Passage provided >>
We don't think we need much more than that. We'll also have ongoing commercial data for transition patients that we're going to collect as well from centers. I think that's going to be a growing data set that will, again, push us to the preferred prostacyclin or first choice because, as some doctors are saying, the way Tyvaso DPI got approved, it was switches from nebulized. Some practitioners are starting on nebulized and then switched to DPI. Now they're saying, why ever start on a nebulized if you can use YUTREPIA from day one? I think, again, it's paradigm shifting. Really, what we're trying to do here is change the standard of care. I think YUTREPIA has the real and true opportunity to become the prostacyclin of not only best in class for the inhaled, but prostacyclin of first choice.

The next thing we'll do is consider how do you take patients on oral prostacyclins who are having significant GI toxicity and move them to YUTREPIA, where we can solve for any off-target effect and give them the same dosing flexibility that they can get with oral if they tolerate it. Again, a lot of opportunity. The oral market's $2 billion in revenue currently in North America. Tyvaso DPI is doing $2 billion. If you broaden out your lens, we're already going to go after what is a $4 billion today opportunity. PH-ILD still hasn't been touched. It's only marginally penetrated. I think it's only in the low double digits. Huge opportunity for us. We don't have to necessarily displace competitive share. I think that will happen naturally, but just huge opportunity to do a lot of good things for these patients and our stakeholders.

Kambi Ziazi
Analyst, Jefferies

Yeah, and maybe just to dwell on that point a little bit longer, how do you counter-detail those oral prostacyclines today? What are some ideas you have long-term? Is there any data you could generate to help your efforts on that front as well?

Roger Jeffs
CEO, Liquidia Corporation

Yeah, so nobody's counter-detailed orals to date because United Therapeutics has both an oral program and one in development and an inhaled program. Their pitch was, "Choose what you want. We can give you both." Our view is going to be oral is potentially toxic. And if you can't tolerate the drug, you then can't titrate it well. You can't get the best benefit. And if YUTREPIA is direct to the site of injury, you're going to have a better outcome with potentially no GI toxicity. It is paradigm shifting. That is a behavioral change that's going to take more time, admittedly. Again, this is very terse and generic. Cardiologists tend to use orals. Pulmonologists tend to use inhaled therapies.

We'll have to change behavior in the cardiology practice that there's now a prostacyclin that you can use for your patients who you before would have used either Orenitram or Uptravi, J&J's product. What we'll probably have to figure out, how do you transition the dose? Does it require a dose titration off of the oral and an up titration of inhaled, or can we do it sort of boldly and full force where we just switch them? That's the work that we need to do so we can inform the market how to do the oral switches. That will take more time than just penetrating the naive and transition markets in PAH and PH-ILD that it's currently looking at inhaled.

Kambi Ziazi
Analyst, Jefferies

Great. Maybe a question for Mike. You guys have been very consistent in saying, or relatively consistent, that you may be able to become profitable within three or four quarters from launch. What kind of gives you that confidence? Is that kind of maintaining that?

Problems to work on >>
1 – Reproduce the stretch of the Liquidia transcript from "Roger Jeffs" through "use inhaled therapies.", word for word.
2 – In the Liquidia transcript, how much revenue does the oral market currently bring in across North America?
3 – Summarize the Liquidia transcript in two sentences.
You won't need the entries to complete anything here.

Point-per-instance localization data:
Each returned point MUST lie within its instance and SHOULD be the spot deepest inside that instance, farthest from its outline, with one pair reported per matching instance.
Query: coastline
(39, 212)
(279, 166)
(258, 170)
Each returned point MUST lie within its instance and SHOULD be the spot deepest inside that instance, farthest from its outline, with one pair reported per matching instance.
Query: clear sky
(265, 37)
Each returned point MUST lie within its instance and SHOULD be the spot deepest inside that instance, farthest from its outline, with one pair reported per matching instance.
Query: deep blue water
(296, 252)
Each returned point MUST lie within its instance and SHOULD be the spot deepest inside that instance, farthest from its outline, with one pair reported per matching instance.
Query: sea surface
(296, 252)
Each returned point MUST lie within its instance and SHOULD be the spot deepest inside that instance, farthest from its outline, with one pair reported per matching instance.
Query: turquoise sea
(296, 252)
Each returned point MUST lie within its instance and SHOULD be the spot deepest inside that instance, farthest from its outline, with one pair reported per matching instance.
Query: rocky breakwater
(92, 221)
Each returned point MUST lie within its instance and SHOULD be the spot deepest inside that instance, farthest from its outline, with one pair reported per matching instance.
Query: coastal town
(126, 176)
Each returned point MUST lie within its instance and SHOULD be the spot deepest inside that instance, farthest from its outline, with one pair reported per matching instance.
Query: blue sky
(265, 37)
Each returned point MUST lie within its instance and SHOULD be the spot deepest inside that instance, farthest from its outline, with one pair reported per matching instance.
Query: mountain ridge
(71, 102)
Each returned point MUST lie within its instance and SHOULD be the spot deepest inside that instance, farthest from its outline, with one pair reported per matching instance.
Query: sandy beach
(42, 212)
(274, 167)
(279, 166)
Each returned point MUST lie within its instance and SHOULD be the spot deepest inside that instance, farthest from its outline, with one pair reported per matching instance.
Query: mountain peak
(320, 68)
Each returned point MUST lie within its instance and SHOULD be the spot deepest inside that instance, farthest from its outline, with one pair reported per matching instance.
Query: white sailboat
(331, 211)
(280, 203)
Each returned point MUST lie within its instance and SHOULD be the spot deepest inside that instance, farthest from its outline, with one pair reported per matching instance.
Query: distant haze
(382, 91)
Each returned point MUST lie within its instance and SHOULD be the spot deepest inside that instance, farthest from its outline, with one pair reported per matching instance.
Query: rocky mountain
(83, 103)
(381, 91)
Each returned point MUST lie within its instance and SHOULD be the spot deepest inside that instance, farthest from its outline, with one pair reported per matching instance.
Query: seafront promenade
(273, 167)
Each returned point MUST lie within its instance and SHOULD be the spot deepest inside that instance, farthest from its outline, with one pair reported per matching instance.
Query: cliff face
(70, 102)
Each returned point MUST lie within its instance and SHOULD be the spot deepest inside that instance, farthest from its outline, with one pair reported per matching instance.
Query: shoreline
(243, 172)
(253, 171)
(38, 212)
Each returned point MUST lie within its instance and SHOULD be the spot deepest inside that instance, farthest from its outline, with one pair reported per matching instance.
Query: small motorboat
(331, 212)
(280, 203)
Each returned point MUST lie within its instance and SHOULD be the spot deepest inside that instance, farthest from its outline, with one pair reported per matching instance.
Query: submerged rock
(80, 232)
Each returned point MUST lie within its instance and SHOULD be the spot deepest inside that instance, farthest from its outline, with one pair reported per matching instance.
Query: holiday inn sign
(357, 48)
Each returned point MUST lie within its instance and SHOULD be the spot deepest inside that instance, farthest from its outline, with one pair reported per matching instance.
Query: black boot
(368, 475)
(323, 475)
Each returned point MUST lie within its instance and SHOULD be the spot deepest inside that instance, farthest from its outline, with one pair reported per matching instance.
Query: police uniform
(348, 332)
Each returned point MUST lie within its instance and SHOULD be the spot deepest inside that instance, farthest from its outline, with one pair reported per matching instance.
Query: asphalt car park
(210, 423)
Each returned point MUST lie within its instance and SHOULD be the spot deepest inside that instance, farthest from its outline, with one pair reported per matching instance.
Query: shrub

Answers for each item >>
1 –
Roger Jeffs
CEO, Liquidia Corporation

Yeah, so nobody's counter-detailed orals to date because United Therapeutics has both an oral program and one in development and an inhaled program. Their pitch was, "Choose what you want. We can give you both." Our view is going to be oral is potentially toxic. And if you can't tolerate the drug, you then can't titrate it well. You can't get the best benefit. And if YUTREPIA is direct to the site of injury, you're going to have a better outcome with potentially no GI toxicity. It is paradigm shifting. That is a behavioral change that's going to take more time, admittedly. Again, this is very terse and generic. Cardiologists tend to use orals. Pulmonologists tend to use inhaled therapies.

2 – $2 billion.

3 – The transcript presents YUTREPIA as having the opportunity to become the prostacyclin of first choice, with plans to move patients who have significant GI toxicity on oral prostacyclins to it, part of what is described as a $4 billion opportunity alongside Tyvaso DPI. Roger Jeffs says nobody has counter-detailed orals to date, and that changing behavior in cardiology practices and working out how to transition the dose will take more time than penetrating the naive and transition markets in PAH and PH-ILD.